__Activity__
Please retype the entries that follow exactly as they are, leaving the images behind.
··· Raw data
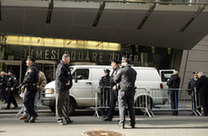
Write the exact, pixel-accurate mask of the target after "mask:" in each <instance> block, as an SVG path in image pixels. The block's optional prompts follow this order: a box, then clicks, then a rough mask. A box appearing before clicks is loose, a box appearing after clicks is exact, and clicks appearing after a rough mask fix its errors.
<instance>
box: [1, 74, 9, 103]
mask: <svg viewBox="0 0 208 136" xmlns="http://www.w3.org/2000/svg"><path fill="white" fill-rule="evenodd" d="M6 83H7V77H6V75H5V72H4V71H2V72H1V75H0V97H1V99H2V102H3V101H4V102H5V103H7V102H8V100H7V92H6Z"/></svg>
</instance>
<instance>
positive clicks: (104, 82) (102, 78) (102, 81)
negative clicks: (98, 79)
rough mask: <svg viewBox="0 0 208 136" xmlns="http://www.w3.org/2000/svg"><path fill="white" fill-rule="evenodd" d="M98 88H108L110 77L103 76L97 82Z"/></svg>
mask: <svg viewBox="0 0 208 136" xmlns="http://www.w3.org/2000/svg"><path fill="white" fill-rule="evenodd" d="M99 85H100V86H108V87H109V86H110V76H103V77H101V80H100V82H99Z"/></svg>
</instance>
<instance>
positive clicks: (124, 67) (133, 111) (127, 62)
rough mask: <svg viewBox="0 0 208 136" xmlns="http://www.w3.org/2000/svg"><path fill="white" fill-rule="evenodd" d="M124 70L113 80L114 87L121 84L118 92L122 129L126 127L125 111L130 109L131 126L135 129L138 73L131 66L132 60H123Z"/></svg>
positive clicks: (122, 63) (123, 68)
mask: <svg viewBox="0 0 208 136" xmlns="http://www.w3.org/2000/svg"><path fill="white" fill-rule="evenodd" d="M121 66H122V68H121V69H119V70H118V73H117V75H115V77H114V78H113V80H114V85H116V84H117V83H120V89H119V92H118V105H119V115H120V122H119V125H120V128H121V129H123V128H124V125H125V113H126V112H125V110H126V106H127V107H128V111H129V115H130V125H131V127H132V128H135V111H134V95H135V81H136V75H137V73H136V71H135V70H134V69H133V68H132V67H131V66H130V60H129V59H127V58H122V63H121Z"/></svg>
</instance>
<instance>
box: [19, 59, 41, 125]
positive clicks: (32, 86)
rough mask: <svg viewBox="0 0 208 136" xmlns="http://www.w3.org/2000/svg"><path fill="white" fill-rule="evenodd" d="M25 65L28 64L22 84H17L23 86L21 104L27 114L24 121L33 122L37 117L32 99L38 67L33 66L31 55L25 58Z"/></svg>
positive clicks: (34, 99)
mask: <svg viewBox="0 0 208 136" xmlns="http://www.w3.org/2000/svg"><path fill="white" fill-rule="evenodd" d="M26 65H27V66H28V68H27V71H26V73H25V77H24V79H23V82H22V84H21V85H20V86H19V88H21V87H22V86H25V95H24V99H23V104H24V106H25V108H26V113H27V114H28V116H27V119H25V120H24V121H25V123H27V122H30V123H34V122H35V120H36V117H37V113H36V112H35V110H34V100H35V94H36V92H37V82H38V79H39V76H38V69H37V68H36V66H35V59H34V58H33V57H30V56H28V57H27V59H26Z"/></svg>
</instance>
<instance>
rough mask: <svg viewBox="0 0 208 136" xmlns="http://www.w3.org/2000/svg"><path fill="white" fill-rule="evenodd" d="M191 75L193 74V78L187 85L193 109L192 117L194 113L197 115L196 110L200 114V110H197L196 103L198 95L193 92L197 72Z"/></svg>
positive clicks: (198, 104) (195, 81)
mask: <svg viewBox="0 0 208 136" xmlns="http://www.w3.org/2000/svg"><path fill="white" fill-rule="evenodd" d="M193 74H194V77H193V78H192V79H191V80H190V81H189V83H188V94H189V95H191V98H192V109H193V113H192V115H194V113H197V112H196V111H197V110H198V111H199V112H201V108H199V102H198V93H196V91H195V90H196V81H197V79H198V75H197V72H194V73H193ZM197 114H198V113H197Z"/></svg>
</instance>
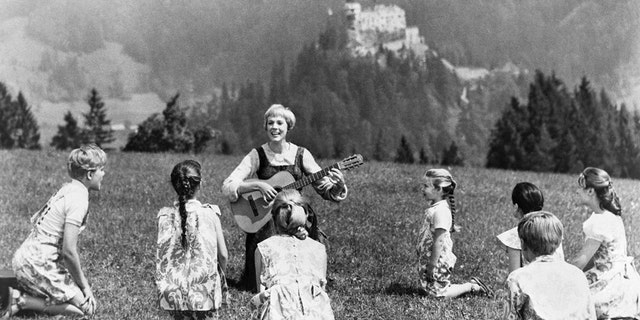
······
__Exercise response__
Write the exact, pixel-accurate mask of the target after "mask:" in each <instance> block, as an SVG path in image pixels. The block's optional prompts follow this order: a box, then clicks, then a rough mask. A box appearing before clicks is loose, a box appearing after clicks is exact, and clicks appearing after a rough mask fix its errors.
<instance>
box: [1, 74, 9, 103]
mask: <svg viewBox="0 0 208 136" xmlns="http://www.w3.org/2000/svg"><path fill="white" fill-rule="evenodd" d="M6 83H7V77H6V75H5V72H4V71H2V72H1V75H0V97H1V99H2V102H3V101H4V102H5V103H7V102H8V100H7V92H6Z"/></svg>
</instance>
<instance>
positive clicks: (104, 82) (102, 78) (102, 81)
negative clicks: (98, 79)
rough mask: <svg viewBox="0 0 208 136" xmlns="http://www.w3.org/2000/svg"><path fill="white" fill-rule="evenodd" d="M98 88H108L110 77L103 76L97 82Z"/></svg>
mask: <svg viewBox="0 0 208 136" xmlns="http://www.w3.org/2000/svg"><path fill="white" fill-rule="evenodd" d="M99 85H100V86H108V87H109V86H110V76H103V77H101V80H100V82H99Z"/></svg>
</instance>
<instance>
positive clicks: (124, 67) (133, 111) (127, 62)
rough mask: <svg viewBox="0 0 208 136" xmlns="http://www.w3.org/2000/svg"><path fill="white" fill-rule="evenodd" d="M124 70L113 80L114 87L121 84L118 92L122 129L126 127L125 111L130 109L131 126L135 129L138 73L131 66L132 60H123Z"/></svg>
positive clicks: (122, 63) (123, 68)
mask: <svg viewBox="0 0 208 136" xmlns="http://www.w3.org/2000/svg"><path fill="white" fill-rule="evenodd" d="M121 66H122V68H121V69H119V70H118V73H117V75H115V77H114V78H113V80H114V85H116V84H117V83H120V89H119V92H118V105H119V115H120V122H119V125H120V128H121V129H123V128H124V125H125V113H126V112H125V110H126V106H127V107H128V111H129V115H130V125H131V127H132V128H135V111H134V95H135V81H136V75H137V73H136V71H135V70H134V69H133V68H132V67H131V66H130V60H129V59H127V58H122V63H121Z"/></svg>
</instance>
<instance>
box: [19, 59, 41, 125]
positive clicks: (32, 86)
rough mask: <svg viewBox="0 0 208 136" xmlns="http://www.w3.org/2000/svg"><path fill="white" fill-rule="evenodd" d="M25 65L28 64L22 84H17L23 86L21 104L27 114L24 121L33 122L37 117L32 99L38 67L33 66L31 55L25 58Z"/></svg>
positive clicks: (34, 99)
mask: <svg viewBox="0 0 208 136" xmlns="http://www.w3.org/2000/svg"><path fill="white" fill-rule="evenodd" d="M26 65H27V66H28V68H27V71H26V73H25V77H24V79H23V82H22V84H21V85H20V86H19V88H21V87H22V86H25V95H24V99H23V104H24V106H25V108H26V113H27V114H28V116H27V119H25V120H24V121H25V123H27V122H30V123H34V122H35V120H36V117H37V113H36V112H35V110H34V100H35V94H36V92H37V82H38V79H39V76H38V69H37V68H36V66H35V59H34V58H33V57H30V56H28V57H27V59H26Z"/></svg>
</instance>
<instance>
rough mask: <svg viewBox="0 0 208 136" xmlns="http://www.w3.org/2000/svg"><path fill="white" fill-rule="evenodd" d="M191 75L193 74V78L187 85L193 109L192 117L194 113L197 115L196 110L200 114V110H197L196 103L198 95L193 92L197 72Z"/></svg>
positive clicks: (198, 104) (195, 81)
mask: <svg viewBox="0 0 208 136" xmlns="http://www.w3.org/2000/svg"><path fill="white" fill-rule="evenodd" d="M193 74H194V77H193V78H192V79H191V80H190V81H189V83H188V94H189V95H191V98H192V109H193V113H192V115H194V113H197V112H196V111H197V110H198V111H199V112H201V108H199V102H198V93H196V91H195V90H196V81H197V79H198V75H197V72H194V73H193ZM197 114H198V113H197Z"/></svg>
</instance>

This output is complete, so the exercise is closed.